## Instructions:
**1.** Copy the lines of the records from the line with "query: the noun phrase to segment: **fan downrod**" up to and including the line with "Trace the outline of every instance of the **fan downrod**.".
**2.** Pick up the piece on U.S. policy toward Taiwan at its last sentence and carry it on from there.

── Passage to read ──

For Americans, the Taiwan issue presents an unwelcome choice between potential long-term military antagonism with China and the perpetuation, despite rapid cross-Strait economic and social integration, of Taiwan's de facto political separation from the mainland. So far, the United States has in practice given priority to Taiwan, in what is now best described as an effort to retard the speeding tilt of the cross-Strait military balance against Taiwan. Given the huge stakes for the United States in our strategic interaction with China, this choice might well strike someone looking afresh at the situation as oddly misguided.
American priorities look all the more inverted when one considers that Beijing has offered to negotiate what amounts to purely symbolic reunification with Taiwan, forgoing any political or military presence of its own on the island. This offer cannot be dismissed as incredible. China's willingness to tolerate amazingly different politico-economic orders on what is nominally its territory has been amply demonstrated in both Hong Kong and Macau. Its proposal to Taipei offers far greater autonomy than either of these city-states enjoy. Is it worth a war with China to prevent such an outcome? If not, why are we behaving as if it were?
I hope the attendees listened with the proper skepticism.
For a more thorough critique of Freeman's position, see my remarks on Charles Glaser's article and on Ted Galen Carpenter.
In one way Freeman appears to be correct: the time is approaching when US policy will need clarification. The US can put off this time for many years, however, by giving up its obsession with the Middle East, and by investing in an expansion of the Navy and Air Force while reducing the Army (we have 80,000 troops in Europe because....?). We don't have to match the PLA, just the PLA navy. We should also be beefing up our relations with the nations bordering China and engaging in greater mil-mil cooperation with them. Some Presidential visits might be nice too....

───
── Dataset excerpts ──

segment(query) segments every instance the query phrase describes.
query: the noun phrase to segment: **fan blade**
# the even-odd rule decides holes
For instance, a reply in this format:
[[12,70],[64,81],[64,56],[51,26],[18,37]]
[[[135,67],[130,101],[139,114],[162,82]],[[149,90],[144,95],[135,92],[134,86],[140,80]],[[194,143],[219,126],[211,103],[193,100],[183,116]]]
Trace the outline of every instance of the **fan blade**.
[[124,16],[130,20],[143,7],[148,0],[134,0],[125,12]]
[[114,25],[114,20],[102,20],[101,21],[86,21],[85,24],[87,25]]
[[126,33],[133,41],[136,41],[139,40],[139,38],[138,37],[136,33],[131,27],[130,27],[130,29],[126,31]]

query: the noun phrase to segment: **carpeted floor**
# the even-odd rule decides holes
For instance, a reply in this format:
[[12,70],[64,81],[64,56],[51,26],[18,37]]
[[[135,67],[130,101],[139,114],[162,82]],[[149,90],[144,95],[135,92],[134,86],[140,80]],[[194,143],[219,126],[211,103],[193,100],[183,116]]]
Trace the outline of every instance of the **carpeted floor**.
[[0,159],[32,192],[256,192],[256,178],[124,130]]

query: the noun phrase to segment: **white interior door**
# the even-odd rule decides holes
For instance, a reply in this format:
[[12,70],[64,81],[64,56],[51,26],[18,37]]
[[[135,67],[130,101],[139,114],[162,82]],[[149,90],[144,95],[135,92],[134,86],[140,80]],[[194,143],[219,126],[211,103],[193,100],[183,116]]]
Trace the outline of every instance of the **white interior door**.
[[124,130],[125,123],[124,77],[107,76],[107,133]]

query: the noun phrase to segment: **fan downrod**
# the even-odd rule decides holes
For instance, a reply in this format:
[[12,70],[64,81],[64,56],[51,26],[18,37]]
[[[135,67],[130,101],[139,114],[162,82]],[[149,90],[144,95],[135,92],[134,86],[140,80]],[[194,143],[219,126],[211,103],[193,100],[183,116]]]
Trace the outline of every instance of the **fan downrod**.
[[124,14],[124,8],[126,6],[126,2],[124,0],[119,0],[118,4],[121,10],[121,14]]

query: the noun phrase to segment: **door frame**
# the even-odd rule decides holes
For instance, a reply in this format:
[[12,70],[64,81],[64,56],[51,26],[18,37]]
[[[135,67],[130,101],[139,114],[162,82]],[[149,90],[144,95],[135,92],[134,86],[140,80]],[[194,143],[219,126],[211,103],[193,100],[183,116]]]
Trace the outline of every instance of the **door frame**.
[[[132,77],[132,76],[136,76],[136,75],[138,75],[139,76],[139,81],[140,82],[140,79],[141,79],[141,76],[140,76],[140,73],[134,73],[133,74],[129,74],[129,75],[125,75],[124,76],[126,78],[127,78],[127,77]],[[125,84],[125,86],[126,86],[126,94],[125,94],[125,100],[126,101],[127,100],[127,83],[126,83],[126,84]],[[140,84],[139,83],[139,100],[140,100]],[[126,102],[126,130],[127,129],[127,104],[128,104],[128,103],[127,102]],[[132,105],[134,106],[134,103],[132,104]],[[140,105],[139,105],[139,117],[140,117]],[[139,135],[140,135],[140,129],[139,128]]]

───

## Answers provided:
**1.**
query: the noun phrase to segment: **fan downrod**
# the even-odd rule decides holes
For instance, a reply in this format:
[[12,70],[64,81],[64,56],[51,26],[18,37]]
[[[135,67],[130,101],[139,114],[162,82]],[[149,90],[144,95],[135,92],[134,86],[140,80]],[[194,143],[219,126],[211,103],[193,100],[183,116]]]
Trace the outline of every instance of the **fan downrod**.

**2.**
Meanwhile the State Department media release on the recent US-China Strategic Dialogue contains no mention of Taiwan at all. Go figure.
__________________
Daily Links:
- FT column: is Taiwan's answer China?
- The NSC had to way in on the stupid "prophet" who said Taiwan would be destroyed on May 11 by a magnitude 14 earthquake. As if that were possible! My students told me today that some poor soul killed himself over the coming Apocalypse.
- WSJ: Taiwan's demographic time bomb
[Taiwan] Don't miss the comments below! And check out my blog and its sidebars for events, links to previous posts and picture posts, and scores of links to other Taiwan blogs and forums! Delenda est, baby.
7 comments:
Magnitude 14? :) I think the earth would break in two halves if we ever would have a 14...
"had to way in"?
Kind of interesting that they fail to mention what the Japanese would do. Considering I've heard the Chinese would have to go through Japanese airspace to get to Taiwan and Japan's oil comes through the Taiwan Strait this has some bearing.
Japanese military is run by otaku, those guys are true believers. Chinese warplanes moving through their airspace in force would basically launch a new war with the US and most likely South Korea getting yanked in. The problem is that China's not going to invade Taiwan. They have the absolutely best US president to do it under and they are going to pass on it.
China is getting everything it wants from Taiwan with none of the headache. Technology, investment and human capital are it's for the taking without lifting a finger. The news media is cowed and western foreign policy "experts" are bought off with jobs and investment opportunities for themselves and their children. Taiwan is not going to be China's Poland. I expect that to be in India, Okinawa or the South China Sea.
When Ma wins the next presidential election expect some interesting things to happen afterwards in a 1-3 year time frame.
Can't help thinking that only a few decades ago, Freeman would have been considered a traitor for his words, and would have faced the firing squad. Lordy how the times have changed!
“Otaku”, “true believers”? Are you kidding? Too PC here, Okami.
They are “the mob, a gangster group” (暴力集団 ,暴力組織).
That is how many in Japan interpreted, then PM Kan’s Chief Cabinet Secretary Yoshito Sengoku (仙谷由人)’s sally about the JSDF as an outfit of violence (暴力装置), as he took the rostrum during last fall session of the Diet.
「自衛隊は暴力装置」・・・「訂正して実力組織と致します」
YouTube - 仙谷由人 「自衛隊は暴力装置 ...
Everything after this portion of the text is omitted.